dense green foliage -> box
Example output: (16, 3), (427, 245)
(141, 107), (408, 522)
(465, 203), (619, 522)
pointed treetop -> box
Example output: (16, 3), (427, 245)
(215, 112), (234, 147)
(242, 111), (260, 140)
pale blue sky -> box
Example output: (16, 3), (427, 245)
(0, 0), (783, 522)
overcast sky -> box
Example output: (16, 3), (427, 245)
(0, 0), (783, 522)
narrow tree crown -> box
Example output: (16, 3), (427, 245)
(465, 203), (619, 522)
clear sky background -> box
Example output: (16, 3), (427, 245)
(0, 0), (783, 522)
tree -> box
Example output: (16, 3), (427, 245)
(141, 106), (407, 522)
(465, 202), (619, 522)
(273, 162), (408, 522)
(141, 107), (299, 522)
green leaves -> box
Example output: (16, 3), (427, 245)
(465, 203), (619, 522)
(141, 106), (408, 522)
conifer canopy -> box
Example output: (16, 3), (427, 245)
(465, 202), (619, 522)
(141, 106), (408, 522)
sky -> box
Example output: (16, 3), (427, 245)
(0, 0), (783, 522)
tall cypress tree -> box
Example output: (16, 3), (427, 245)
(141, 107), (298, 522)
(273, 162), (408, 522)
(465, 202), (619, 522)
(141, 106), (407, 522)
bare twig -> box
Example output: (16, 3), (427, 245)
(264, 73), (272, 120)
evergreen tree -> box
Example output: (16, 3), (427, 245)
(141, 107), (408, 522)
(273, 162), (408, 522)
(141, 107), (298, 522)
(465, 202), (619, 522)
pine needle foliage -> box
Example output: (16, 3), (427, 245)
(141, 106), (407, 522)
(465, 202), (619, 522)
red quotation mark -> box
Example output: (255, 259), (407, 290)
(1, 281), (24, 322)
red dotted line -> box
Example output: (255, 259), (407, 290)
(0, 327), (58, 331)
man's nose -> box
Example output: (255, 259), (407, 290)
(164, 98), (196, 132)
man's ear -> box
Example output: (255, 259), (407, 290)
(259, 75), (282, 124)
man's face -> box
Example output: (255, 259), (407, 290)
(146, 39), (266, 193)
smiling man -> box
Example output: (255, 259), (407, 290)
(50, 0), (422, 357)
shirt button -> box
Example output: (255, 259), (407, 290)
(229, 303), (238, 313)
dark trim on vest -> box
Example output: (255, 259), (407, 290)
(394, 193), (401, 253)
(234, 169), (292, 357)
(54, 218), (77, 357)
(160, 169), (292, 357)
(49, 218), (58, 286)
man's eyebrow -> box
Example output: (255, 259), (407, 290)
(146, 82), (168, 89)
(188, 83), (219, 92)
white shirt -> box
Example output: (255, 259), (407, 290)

...

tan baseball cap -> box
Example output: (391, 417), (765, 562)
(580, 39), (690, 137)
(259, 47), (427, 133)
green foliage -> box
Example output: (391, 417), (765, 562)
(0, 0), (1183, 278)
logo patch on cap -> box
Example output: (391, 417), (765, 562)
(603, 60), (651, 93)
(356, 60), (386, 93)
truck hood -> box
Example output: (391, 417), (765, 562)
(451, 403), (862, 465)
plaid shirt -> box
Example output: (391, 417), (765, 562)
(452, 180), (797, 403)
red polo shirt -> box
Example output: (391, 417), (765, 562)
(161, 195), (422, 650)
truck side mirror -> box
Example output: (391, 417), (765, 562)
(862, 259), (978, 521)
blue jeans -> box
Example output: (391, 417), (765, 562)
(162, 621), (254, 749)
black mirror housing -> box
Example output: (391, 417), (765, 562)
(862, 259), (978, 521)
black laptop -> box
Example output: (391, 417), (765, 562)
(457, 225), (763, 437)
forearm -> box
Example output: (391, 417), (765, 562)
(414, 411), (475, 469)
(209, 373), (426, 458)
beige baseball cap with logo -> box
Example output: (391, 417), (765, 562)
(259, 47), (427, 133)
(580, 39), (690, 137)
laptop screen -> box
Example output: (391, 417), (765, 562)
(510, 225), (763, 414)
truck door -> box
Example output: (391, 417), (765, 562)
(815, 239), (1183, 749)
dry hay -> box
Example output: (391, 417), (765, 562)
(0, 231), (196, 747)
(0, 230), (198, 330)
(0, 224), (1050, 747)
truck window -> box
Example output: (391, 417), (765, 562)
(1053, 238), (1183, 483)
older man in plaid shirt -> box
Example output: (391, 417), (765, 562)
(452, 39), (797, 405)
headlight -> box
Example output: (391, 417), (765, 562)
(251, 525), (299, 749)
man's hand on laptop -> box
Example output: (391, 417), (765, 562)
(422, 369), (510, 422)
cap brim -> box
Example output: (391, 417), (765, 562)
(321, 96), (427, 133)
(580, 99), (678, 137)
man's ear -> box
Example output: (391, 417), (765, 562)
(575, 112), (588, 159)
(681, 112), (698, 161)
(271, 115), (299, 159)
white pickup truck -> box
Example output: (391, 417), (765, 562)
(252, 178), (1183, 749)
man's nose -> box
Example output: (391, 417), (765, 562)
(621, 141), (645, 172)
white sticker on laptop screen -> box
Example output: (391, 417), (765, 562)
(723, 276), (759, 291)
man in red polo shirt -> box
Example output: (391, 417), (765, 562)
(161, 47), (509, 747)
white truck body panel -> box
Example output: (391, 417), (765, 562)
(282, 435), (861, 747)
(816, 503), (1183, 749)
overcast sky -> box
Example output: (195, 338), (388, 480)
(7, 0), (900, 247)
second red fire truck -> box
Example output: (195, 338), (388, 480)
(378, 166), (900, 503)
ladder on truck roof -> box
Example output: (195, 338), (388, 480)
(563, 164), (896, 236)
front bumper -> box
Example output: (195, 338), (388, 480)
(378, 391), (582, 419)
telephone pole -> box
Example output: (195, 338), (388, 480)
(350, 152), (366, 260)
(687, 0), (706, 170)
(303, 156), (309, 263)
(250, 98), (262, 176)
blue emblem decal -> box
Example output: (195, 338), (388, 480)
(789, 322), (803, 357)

▶ **WHAT IS NEEDED**:
Render the lines above as a Markdown table with the columns "No." and "Line," one numbered row per line and no blank lines. Begin at the line that contains "clear sky background -> box" and stop after the line that contains "(264, 73), (272, 120)".

▶ **FINAL ANSWER**:
| No. | Line |
|---|---|
| 1 | clear sky background -> box |
| 2 | Example output: (16, 3), (427, 245) |
| 3 | (0, 0), (783, 522) |
| 4 | tree -> box |
| 5 | Example output: (16, 3), (427, 245) |
| 6 | (141, 106), (407, 522) |
| 7 | (465, 202), (619, 522) |
| 8 | (273, 162), (408, 522) |
| 9 | (141, 107), (299, 522) |
| 10 | green leaves -> box |
| 11 | Example output: (16, 3), (427, 245) |
| 12 | (465, 203), (619, 522) |
| 13 | (141, 106), (408, 522) |
| 14 | conifer canopy -> box |
| 15 | Example output: (16, 3), (427, 245) |
| 16 | (465, 202), (619, 522) |
| 17 | (141, 106), (408, 522) |
| 18 | sky -> box |
| 19 | Example output: (16, 3), (427, 245) |
| 20 | (0, 0), (783, 522) |
| 21 | tall cypress tree -> box |
| 22 | Example output: (16, 3), (427, 245) |
| 23 | (141, 107), (298, 522) |
| 24 | (273, 162), (408, 522) |
| 25 | (465, 202), (619, 522) |
| 26 | (141, 106), (407, 522) |
| 27 | bare twig -> box |
| 28 | Example output: (16, 3), (427, 245) |
| 29 | (264, 73), (272, 120) |